### EXERCISE
Reproduce the records below exactly, but only between the lines holding "Target: unopened poppy bud" and "like x=24 y=96.", inclusive.

Top of EXTRACTED INFORMATION

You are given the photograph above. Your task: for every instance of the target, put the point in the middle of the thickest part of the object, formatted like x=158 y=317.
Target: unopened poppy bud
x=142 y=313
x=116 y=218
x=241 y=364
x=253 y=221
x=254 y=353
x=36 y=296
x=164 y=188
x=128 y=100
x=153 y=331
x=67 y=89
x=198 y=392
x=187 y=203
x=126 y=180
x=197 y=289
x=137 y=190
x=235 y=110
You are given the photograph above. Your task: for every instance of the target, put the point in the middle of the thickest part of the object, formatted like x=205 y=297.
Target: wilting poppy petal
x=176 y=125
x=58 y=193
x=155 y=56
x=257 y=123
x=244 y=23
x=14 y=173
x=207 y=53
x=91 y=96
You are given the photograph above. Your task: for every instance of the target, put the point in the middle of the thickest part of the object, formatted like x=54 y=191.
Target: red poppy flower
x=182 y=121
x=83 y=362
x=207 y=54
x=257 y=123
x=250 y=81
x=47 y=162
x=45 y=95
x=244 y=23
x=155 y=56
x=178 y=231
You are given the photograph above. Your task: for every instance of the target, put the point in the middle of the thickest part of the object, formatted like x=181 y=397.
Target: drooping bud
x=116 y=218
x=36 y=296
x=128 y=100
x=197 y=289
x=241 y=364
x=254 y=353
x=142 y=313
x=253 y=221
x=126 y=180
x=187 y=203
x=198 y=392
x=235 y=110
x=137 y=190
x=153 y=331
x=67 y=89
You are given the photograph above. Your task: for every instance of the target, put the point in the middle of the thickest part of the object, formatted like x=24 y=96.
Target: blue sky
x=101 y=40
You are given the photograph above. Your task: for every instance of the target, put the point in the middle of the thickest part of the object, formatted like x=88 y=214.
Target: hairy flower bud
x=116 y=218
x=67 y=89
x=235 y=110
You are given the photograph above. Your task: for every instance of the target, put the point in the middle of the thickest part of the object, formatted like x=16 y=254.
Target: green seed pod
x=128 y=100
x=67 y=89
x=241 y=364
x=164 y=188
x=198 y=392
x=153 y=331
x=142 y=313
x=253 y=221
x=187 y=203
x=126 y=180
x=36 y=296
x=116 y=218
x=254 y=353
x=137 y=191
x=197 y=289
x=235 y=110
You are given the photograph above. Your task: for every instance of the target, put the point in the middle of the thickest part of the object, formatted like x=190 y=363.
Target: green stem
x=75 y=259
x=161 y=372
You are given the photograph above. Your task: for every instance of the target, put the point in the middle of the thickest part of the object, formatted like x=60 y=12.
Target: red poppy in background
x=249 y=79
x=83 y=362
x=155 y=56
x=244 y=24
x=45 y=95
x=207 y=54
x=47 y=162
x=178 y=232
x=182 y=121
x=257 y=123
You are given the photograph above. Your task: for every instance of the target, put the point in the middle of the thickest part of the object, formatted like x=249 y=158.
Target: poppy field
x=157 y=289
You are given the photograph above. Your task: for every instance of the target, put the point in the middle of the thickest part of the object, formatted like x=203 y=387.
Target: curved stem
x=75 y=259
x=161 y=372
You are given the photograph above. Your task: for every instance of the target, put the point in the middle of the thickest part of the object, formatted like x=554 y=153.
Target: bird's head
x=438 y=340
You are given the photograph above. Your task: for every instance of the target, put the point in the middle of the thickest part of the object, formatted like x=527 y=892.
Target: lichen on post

Bottom of EXTRACTED INFORMATION

### SOLUTION FOR THIS TASK
Target: unopened poppy bud
x=142 y=313
x=116 y=218
x=241 y=364
x=253 y=221
x=254 y=353
x=36 y=296
x=164 y=188
x=128 y=100
x=153 y=331
x=67 y=89
x=198 y=392
x=187 y=203
x=126 y=180
x=197 y=289
x=137 y=190
x=235 y=110
You are given the photograph above. Your task: for every instance of the target, put the point in the middle of the thickest part of the object, formatted like x=205 y=297.
Target: wilting poppy petal
x=176 y=125
x=58 y=193
x=155 y=56
x=257 y=123
x=244 y=23
x=14 y=173
x=207 y=53
x=91 y=96
You are given the photograph above. Your task: for every instance of the target, put the point in the middle of the thickest part of the object, formatted like x=54 y=191.
Target: red poppy flower
x=182 y=121
x=83 y=362
x=207 y=54
x=257 y=123
x=250 y=81
x=47 y=162
x=45 y=95
x=244 y=23
x=155 y=56
x=178 y=231
You are given the photograph above. Your task: for every instance of the target, put the point in the middle of the thickest part of the object, formatted like x=181 y=397.
Target: drooping bud
x=116 y=218
x=36 y=296
x=128 y=100
x=197 y=289
x=241 y=364
x=254 y=353
x=142 y=313
x=253 y=221
x=126 y=180
x=187 y=203
x=198 y=392
x=235 y=110
x=137 y=190
x=153 y=331
x=67 y=89
You are given the photograph above. Your task: for every instance of the target, put the point in the middle of the thickest part of the object, formatted like x=24 y=96.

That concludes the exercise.